_Text_:
______
St. Boniface Hospital Nurses' Residence National Historic Site of Canada
St. Boniface, Manitoba
General view
(© Parks Canada Agency / Agence Parcs Canada, 2005.)
Address :
431 Taché Avenue, St. Boniface, St. Boniface, Manitoba
Recognition Statute:
Historic Sites and Monuments Act (R.S.C., 1985, c. H-4)
Designation Date:
1998-03-12
Dates:
-
1927 to 1928
(Construction)
-
1928 to 1997
(Significant)
Event, Person, Organization:
-
St. Boniface School of Nursing
(Organization)
Other Name(s):
-
St. Boniface Hospital Nurses' Residence
(Designation Name)
-
St. Boniface Hospital School of Nursing Education Building
(Other Name)
Research Report Number:
1997-071
Plaque(s)
Existing plaque: 341 Taché Avenue, St. Boniface, Manitoba
The St. Boniface Hospital School of Nursing, combining residential and educational functions, symbolizes the growth and recognition of nursing as a profession. One of the finest remaining examples in Western Canada, this 1927 nurses residence provided student nurses with comfortable living and recreational space while they trained in the hospital. In the schools modern classrooms, laboratory and library facilities, young women received a scientific education. As elsewhere in Canada, the St. Boniface school and residence helped nurses gain a modern professional education.
______
_Data provided_:

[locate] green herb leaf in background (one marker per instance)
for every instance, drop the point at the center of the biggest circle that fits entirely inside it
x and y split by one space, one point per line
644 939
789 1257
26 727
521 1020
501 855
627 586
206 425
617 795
______
_Problems to work on_:
a) According to the historic site listing, why does the St. Boniface Hospital School of Nursing symbolize the growth and recognition of nursing as a profession?
b) Answer these questions from the historic site listing:
(i) What is the designation date?
(ii) During which years did construction take place?
(iii) What is the research report number?
c) According to the historic site listing, what facilities did young women use to receive a scientific education in the school? List every one the text names.
The items are not needed for any of the tasks.

_Answers to the exercises_:
a) The school combined residential and educational functions. Student nurses had comfortable living and recreational space while they trained in the hospital, and they received a scientific education in its modern classrooms, laboratory and library facilities.

b)
(i) 1998-03-12
(ii) 1927 to 1928
(iii) 1997-071

c)
- Modern classrooms
- Laboratory
- Library